**What you are asked to do**: Repeat the entries beneath in their entirety, precisely as given.

**Supplied data**:
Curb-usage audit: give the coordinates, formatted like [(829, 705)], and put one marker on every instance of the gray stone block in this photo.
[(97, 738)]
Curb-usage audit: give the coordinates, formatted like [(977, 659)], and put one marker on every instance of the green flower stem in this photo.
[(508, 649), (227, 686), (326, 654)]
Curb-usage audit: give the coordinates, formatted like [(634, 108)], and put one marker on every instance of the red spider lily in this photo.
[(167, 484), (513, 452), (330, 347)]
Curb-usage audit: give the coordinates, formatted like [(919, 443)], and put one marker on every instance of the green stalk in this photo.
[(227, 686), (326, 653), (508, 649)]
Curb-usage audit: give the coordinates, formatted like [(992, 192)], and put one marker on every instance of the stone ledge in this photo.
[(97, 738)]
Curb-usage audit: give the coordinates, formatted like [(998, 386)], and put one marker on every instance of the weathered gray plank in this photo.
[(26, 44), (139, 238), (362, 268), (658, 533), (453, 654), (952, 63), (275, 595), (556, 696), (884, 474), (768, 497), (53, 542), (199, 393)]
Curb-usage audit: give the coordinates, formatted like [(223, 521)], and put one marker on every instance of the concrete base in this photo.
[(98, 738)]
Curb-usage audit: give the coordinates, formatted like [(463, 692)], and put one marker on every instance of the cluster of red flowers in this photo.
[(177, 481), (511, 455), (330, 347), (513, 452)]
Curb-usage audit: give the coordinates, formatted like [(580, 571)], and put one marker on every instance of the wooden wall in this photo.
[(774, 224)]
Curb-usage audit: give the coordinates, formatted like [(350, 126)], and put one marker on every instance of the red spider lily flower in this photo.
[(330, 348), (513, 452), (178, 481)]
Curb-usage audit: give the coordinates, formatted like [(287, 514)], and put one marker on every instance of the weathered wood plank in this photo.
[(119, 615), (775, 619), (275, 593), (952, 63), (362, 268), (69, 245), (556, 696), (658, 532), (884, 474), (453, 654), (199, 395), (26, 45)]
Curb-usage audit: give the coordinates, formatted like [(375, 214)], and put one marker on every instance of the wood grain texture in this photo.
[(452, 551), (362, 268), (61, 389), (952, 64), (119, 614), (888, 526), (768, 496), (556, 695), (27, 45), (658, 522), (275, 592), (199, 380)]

**Problem solution**:
Curb-usage audit: give the coordinates, formatted like [(829, 705)], and put one marker on every instance of the gray stone block in this photo.
[(97, 738)]
Curb-usage audit: give the coordinates, formatted like [(977, 659)], and put one marker on every instance of the green flower stem in this photo.
[(508, 649), (227, 686), (326, 654)]
Curb-usage audit: give the coordinates, formatted like [(634, 108)], and put one marker on every instance of the red spider lily in this photo.
[(167, 484), (513, 452), (330, 347)]
Curb-usage audit: give the coordinates, formatted like [(919, 443)], and put one marker on every instance of the green stalk in this photo.
[(227, 686), (326, 653), (508, 649)]
Curb-usage audit: give the coordinates, formatted like [(992, 192)], and put one marker on every instance of the stone ledge in this photo.
[(97, 738)]
Curb-usage audit: give the coordinates, formatted like [(998, 386)], and put one marker on every instance of the weathered gray plank in this photo.
[(26, 44), (139, 238), (362, 268), (658, 533), (453, 654), (952, 63), (275, 595), (556, 696), (884, 474), (768, 497), (53, 542), (199, 393)]
Curb-usage audit: give the coordinates, formatted like [(223, 521)], and put one marker on every instance of the concrete base in this photo.
[(98, 738)]
Curb-usage audit: give the coordinates, formatted like [(463, 692)], and put one marker on every instance of the cluster of red flowers in this photo.
[(177, 481), (511, 455), (330, 347), (513, 452)]
Curb-usage audit: give the coordinates, formatted like [(580, 571)], and put one marker on every instance of the wooden wall in this photo.
[(774, 224)]
Curb-usage audit: give the coordinates, formatted like [(350, 126)], and put one marker on every instance of the red spider lily flower in this photo.
[(330, 348), (513, 452), (178, 481)]
Curb-usage audit: give the coordinates, formatted like [(287, 514)], and put one marker on every instance of the weathered wood plank in this photo.
[(119, 615), (775, 619), (275, 593), (952, 63), (362, 268), (69, 245), (556, 696), (658, 532), (884, 474), (453, 654), (199, 395), (26, 45)]
Curb-usage audit: give the coordinates, formatted like [(375, 214)], and put one marker on every instance of the wood grain texture in this photo.
[(452, 551), (362, 268), (61, 389), (952, 64), (119, 614), (888, 526), (768, 496), (556, 695), (27, 45), (658, 522), (275, 592), (199, 380)]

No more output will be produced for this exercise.